== INFORMATION PROVIDED ==

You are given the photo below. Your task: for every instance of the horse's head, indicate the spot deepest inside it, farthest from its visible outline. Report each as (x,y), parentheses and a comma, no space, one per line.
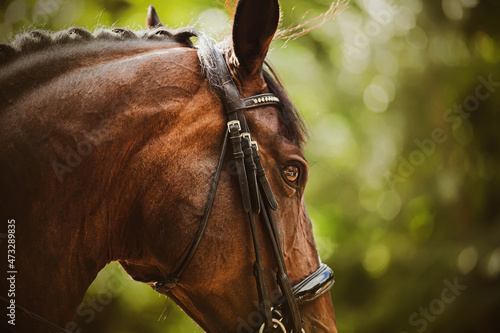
(214,281)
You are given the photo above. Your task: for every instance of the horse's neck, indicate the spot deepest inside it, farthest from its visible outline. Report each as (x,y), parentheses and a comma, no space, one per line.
(70,148)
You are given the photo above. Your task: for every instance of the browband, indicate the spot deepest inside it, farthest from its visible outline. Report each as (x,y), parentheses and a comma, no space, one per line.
(260,100)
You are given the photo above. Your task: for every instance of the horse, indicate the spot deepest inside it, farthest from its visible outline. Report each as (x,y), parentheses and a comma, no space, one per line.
(113,148)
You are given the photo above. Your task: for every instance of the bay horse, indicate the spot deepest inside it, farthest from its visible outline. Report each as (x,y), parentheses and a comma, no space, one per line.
(110,150)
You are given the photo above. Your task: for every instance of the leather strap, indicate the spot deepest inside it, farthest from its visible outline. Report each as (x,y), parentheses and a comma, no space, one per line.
(173,279)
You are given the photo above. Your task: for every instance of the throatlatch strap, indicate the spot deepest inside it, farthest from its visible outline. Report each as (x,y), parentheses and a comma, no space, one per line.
(173,279)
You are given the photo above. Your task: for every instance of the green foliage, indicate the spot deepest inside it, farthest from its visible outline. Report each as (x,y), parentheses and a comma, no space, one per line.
(404,183)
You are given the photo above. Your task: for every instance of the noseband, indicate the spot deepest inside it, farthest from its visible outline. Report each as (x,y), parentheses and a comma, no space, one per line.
(257,199)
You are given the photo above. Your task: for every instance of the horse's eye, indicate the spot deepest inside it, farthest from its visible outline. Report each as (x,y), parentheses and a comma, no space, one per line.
(291,173)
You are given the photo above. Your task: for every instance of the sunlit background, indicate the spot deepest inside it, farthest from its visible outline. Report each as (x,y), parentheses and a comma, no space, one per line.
(402,101)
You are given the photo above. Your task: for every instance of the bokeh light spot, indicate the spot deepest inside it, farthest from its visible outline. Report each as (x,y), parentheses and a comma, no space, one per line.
(376,260)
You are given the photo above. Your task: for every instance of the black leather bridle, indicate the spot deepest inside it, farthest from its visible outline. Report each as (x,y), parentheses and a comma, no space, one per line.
(257,199)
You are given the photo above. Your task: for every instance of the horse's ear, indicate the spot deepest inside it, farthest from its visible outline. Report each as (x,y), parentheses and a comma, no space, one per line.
(152,20)
(255,23)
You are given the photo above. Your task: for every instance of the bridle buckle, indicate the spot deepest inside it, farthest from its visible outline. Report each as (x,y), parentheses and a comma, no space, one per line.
(232,123)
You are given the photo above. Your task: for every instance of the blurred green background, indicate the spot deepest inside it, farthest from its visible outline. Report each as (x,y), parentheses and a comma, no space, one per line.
(402,100)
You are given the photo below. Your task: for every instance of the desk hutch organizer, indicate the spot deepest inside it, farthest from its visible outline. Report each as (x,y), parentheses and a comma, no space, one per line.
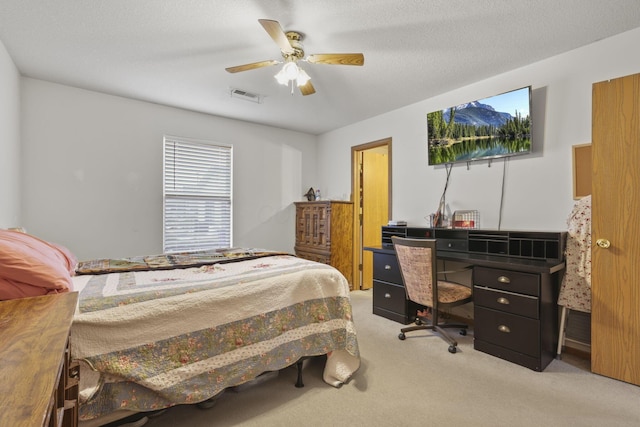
(516,277)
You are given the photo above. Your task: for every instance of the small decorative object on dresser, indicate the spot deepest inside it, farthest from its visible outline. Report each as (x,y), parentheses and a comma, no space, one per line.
(324,233)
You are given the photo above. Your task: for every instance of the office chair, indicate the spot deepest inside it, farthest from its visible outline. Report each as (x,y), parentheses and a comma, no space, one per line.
(418,266)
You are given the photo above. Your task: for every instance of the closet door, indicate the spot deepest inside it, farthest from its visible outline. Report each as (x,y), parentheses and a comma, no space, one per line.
(615,311)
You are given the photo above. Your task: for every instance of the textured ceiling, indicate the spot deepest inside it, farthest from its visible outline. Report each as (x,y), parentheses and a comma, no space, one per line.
(175,52)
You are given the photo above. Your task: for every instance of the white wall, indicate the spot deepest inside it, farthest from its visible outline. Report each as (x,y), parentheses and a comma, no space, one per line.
(92,171)
(9,141)
(538,187)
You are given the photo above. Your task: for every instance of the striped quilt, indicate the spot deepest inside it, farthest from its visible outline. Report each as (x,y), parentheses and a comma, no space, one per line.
(153,339)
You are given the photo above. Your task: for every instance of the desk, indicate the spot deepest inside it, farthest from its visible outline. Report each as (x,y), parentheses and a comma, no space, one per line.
(515,301)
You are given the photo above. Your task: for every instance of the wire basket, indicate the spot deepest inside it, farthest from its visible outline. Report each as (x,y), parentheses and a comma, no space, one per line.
(466,219)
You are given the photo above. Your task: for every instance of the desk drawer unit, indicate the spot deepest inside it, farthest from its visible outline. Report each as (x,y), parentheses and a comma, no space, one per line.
(512,316)
(386,268)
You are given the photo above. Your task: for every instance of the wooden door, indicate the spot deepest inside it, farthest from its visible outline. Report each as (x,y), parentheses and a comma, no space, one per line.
(371,187)
(615,283)
(375,206)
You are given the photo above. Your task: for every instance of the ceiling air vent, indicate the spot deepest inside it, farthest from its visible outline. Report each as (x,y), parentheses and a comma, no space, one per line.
(247,96)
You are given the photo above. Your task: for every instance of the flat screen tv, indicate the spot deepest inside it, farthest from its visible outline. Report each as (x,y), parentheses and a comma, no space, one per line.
(489,128)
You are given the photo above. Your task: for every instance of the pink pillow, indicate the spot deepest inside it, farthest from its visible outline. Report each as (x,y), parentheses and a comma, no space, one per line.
(32,267)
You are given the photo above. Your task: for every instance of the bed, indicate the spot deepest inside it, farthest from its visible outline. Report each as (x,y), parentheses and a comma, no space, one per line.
(157,331)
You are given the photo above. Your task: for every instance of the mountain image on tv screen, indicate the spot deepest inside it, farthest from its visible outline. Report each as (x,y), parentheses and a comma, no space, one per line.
(490,128)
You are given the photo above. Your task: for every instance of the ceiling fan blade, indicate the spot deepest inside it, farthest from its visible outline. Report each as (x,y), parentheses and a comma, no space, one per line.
(252,66)
(274,29)
(307,89)
(337,58)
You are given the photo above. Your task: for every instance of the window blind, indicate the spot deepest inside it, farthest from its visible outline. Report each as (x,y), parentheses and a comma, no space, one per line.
(197,195)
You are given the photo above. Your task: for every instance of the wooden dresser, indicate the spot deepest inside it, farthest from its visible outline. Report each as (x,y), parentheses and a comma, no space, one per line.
(324,233)
(39,384)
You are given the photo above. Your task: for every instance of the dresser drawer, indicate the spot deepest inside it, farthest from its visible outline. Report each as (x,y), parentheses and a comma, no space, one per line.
(507,280)
(516,333)
(313,256)
(386,268)
(389,297)
(523,305)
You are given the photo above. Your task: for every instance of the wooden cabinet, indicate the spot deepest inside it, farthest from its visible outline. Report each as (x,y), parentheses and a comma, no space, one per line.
(324,233)
(515,315)
(39,384)
(615,271)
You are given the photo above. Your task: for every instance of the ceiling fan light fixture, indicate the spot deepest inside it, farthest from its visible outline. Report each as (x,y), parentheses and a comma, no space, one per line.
(291,72)
(303,77)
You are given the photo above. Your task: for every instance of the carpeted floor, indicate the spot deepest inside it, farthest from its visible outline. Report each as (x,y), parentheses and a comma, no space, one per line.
(417,382)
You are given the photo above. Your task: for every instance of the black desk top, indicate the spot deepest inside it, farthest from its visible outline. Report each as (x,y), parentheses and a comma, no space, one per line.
(492,261)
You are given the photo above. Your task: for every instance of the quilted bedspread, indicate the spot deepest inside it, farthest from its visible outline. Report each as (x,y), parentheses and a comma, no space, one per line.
(152,339)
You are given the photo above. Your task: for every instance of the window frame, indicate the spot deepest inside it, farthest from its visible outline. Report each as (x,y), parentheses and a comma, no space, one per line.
(210,198)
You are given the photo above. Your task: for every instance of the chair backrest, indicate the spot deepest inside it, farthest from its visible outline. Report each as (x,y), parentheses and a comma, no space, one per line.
(417,261)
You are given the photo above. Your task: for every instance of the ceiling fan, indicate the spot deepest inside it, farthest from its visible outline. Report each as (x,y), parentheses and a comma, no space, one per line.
(290,44)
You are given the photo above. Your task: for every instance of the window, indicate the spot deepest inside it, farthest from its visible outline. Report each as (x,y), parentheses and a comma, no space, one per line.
(197,195)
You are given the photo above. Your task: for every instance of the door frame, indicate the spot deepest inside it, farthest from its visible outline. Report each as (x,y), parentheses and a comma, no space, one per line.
(355,191)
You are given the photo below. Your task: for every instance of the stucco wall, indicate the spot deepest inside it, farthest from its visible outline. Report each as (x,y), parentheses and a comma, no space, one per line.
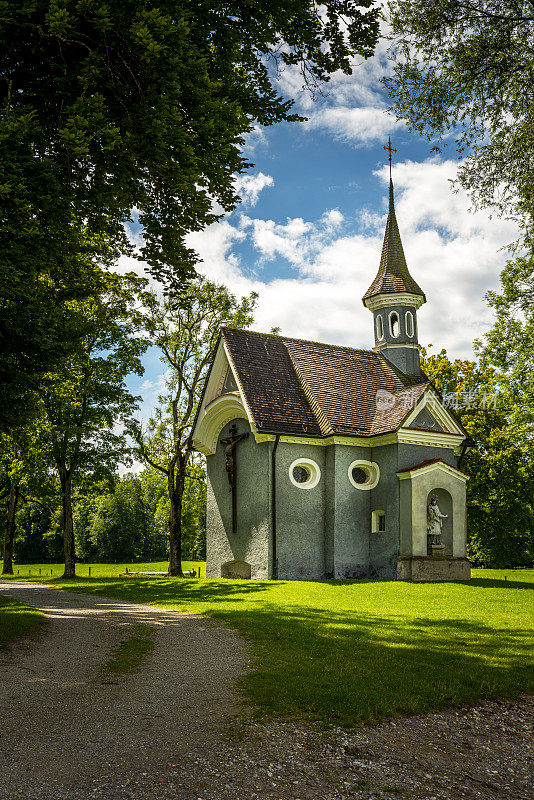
(352,517)
(384,546)
(300,543)
(252,541)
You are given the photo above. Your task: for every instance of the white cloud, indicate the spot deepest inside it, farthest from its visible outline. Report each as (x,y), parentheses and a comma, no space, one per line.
(454,255)
(361,126)
(249,187)
(353,107)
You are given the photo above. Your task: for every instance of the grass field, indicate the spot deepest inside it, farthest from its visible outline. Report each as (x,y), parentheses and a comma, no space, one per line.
(18,620)
(46,571)
(348,652)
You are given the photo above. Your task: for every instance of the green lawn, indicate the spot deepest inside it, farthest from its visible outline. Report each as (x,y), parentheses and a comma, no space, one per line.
(46,571)
(348,652)
(17,620)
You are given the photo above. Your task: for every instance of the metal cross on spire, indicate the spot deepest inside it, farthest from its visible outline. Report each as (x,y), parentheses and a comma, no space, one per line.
(390,150)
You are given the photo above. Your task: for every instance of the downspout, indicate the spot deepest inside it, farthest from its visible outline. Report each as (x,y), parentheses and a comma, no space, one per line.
(273,506)
(468,443)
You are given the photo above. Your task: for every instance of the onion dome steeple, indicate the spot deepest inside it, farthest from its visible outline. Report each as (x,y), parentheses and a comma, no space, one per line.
(394,297)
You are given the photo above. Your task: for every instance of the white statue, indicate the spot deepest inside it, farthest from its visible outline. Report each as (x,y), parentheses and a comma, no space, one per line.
(434,521)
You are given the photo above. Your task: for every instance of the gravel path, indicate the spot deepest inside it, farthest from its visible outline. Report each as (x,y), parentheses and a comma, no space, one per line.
(67,732)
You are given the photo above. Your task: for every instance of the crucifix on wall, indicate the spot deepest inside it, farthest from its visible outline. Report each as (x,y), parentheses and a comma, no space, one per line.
(231,467)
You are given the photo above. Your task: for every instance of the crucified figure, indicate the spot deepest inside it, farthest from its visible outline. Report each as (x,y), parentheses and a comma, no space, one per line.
(229,454)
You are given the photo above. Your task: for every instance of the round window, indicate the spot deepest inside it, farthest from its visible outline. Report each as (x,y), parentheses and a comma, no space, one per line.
(364,474)
(304,473)
(301,473)
(360,475)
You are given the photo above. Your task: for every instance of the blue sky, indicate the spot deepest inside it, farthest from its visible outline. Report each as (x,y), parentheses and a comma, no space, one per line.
(307,236)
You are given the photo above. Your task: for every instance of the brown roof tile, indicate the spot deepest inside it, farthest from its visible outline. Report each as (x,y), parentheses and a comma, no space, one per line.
(300,387)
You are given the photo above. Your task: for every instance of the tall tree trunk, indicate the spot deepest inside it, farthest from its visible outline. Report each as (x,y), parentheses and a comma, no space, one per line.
(9,529)
(68,525)
(176,493)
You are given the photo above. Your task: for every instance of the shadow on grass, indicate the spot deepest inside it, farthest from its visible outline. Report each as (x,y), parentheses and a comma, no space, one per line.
(168,590)
(495,583)
(350,669)
(350,665)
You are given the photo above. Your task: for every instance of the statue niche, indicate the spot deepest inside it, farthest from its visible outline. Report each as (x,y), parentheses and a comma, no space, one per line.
(434,527)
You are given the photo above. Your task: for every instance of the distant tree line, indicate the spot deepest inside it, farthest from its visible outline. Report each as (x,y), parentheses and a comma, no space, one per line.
(122,521)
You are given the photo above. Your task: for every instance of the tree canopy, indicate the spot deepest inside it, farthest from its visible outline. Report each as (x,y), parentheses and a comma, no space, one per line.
(186,333)
(500,510)
(112,111)
(464,68)
(109,106)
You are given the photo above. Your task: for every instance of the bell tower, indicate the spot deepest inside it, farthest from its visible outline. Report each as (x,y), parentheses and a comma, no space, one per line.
(394,297)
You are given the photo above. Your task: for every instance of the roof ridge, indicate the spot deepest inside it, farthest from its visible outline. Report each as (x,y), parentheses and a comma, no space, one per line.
(304,341)
(320,416)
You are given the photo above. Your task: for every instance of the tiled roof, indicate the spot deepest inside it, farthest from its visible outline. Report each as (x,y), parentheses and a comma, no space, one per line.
(393,275)
(314,389)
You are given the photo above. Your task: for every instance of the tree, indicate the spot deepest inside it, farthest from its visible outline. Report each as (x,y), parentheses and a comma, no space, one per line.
(500,491)
(464,68)
(186,331)
(107,107)
(85,401)
(25,477)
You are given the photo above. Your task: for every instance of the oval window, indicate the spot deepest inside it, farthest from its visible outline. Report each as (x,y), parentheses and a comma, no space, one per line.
(409,323)
(379,327)
(301,473)
(364,474)
(304,473)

===

WHAT IS BEING ASKED - Take the line that contains "tree canopy, indicate" and every line after it through the end of the listing above, and repeat them exactly.

TASK RESPONSE -
You are given the photo above. Your task: for every instance of the tree canopy, indicate the spot deepest inside it, farthest from its visible outline. Report each as (x,y), parentheses and a comma, no space, one per line.
(186,333)
(500,510)
(112,111)
(464,68)
(109,106)
You are given the photo above. Your task: for every instance of the bell tower, indicate the spot deepest inside it, farthest from its visible outline. Report each as (x,y), parentheses and a comma, no space, one per line.
(394,297)
You are given the photo above. Your task: for every instance of the roof ridge, indicate the spot deepest inside it, farthest from its visible outline. Report each as (x,y), parentheses and a comma, no space, one per line.
(304,341)
(320,416)
You are given the photo above. Your task: for every instance of the tiled roof, indicate the spot deepest inside it, farthest from its visible outline. Report each as (x,y), parentheses and a comma, no space, one per line.
(393,275)
(314,389)
You are given the photo above. Your task: for every instance of the tree, indicate the spot deepest inside it, farthest from its visible outline. Report each as (x,y), parentheses and a comma, no space, one per line.
(500,491)
(464,68)
(186,331)
(107,107)
(85,401)
(25,477)
You are given the photo above. Your task: for every instance of the oval window, indicate the spot deepest inside it, farthest from its visible outline. Report each as (x,y), parentheses and a comma, no space, one per line.
(409,323)
(379,327)
(301,473)
(364,474)
(304,473)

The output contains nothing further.